-- begin Passage to read --
Interview with Mark Brownlee

Join me as I have a conversation with Mark Brownlee, strategist at Banfield in Ontario, Canada.  As he shares his 3 pieces of advice for a strategist, his strategy journey, and what he found most helpful in joining The Planning Dirty Academy.

Hi, I’m Julian Cole. And welcome back. We’ve got Mark Brownlee strategist at Banfield in Ontario, Canada, where it’s in a snowstorm today. Thanks for coming on, Mark. My first question to you is what are your three pieces of advice for new strategists? Yeah, so I think the first piece of advice really relates to you.

Learning and I think it’s gonna kind of sound counterintuitive, I guess. And it’s something that I found kind of a powerful technique, I guess, not just for started strategy career, but really through, whatever I’ve learned in life. And that’s kind of a, I guess, sort of a, I think people have this natural inclination when they’re learning about something new to kind of take what they’ve already take, what they already know and sort of see how that applies to what they’re trying to learn sort of thing.
-- end Passage to read --
-- begin Raw records --
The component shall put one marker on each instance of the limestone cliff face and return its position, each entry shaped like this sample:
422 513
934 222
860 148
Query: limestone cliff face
-- end Raw records --
Task instructions
a) Reproduce the pointing and labeling records line for line, keeping every word and number unchanged.
b) Write the next portion of the interview with Mark Brownlee, beginning after its last sentence shown.

Answer set
a)
The component shall put one marker on each instance of the limestone cliff face and return its position, each entry shaped like this sample:
422 513
934 222
860 148
Query: limestone cliff face

b)
And I think like, I guess, The advice, the first piece of piece of advice I would give is like, forget what you knew previously, and then try to remember it later. So like the first, I think like part of learning something is like really starting from the ground up. And like, anytime I’ve learned, something is like, is really, starting from.

Just trying to kind of forget all your bad habits sort of thing. So like we all have these people and I’m sure a lot of people come into strategy and I’m certainly the case as you come in with these preconceptions about how things are supposed to work. And I think it’s really most powerful when you.

Kind of start from the ground up, sort of build out, like try to try to weasel out your bad habits sort of thing, or sort of get those out of there. So learn something from the basics. And then, you know, once you sort of learn the, learn the existing conventions, then you, at that point, you can kind of, you can kind of, you can kind of, sort of start to bring in some of the stuff you learned in the other elements of your career.

And I think that this is something. It’s probably a really powerful and strategy because I think as you’ve pointed out a few times, like there’s a lot of. Nobody goes to like strategy school or anything like that. So like, you’re, we’re all coming at this from different angles. Like, for me, like I got my start in, I’ve learned how to run digital ads and then got hired at, at Banfield after that.

And then before that I worked in journalism. So, everybody’s coming at this from different angles. So I think if you can sort of, if you can sort of learn strategy from the ground up and then sort of bring in some of that other stuff that you’ve, that you sort of learned. Previous to that.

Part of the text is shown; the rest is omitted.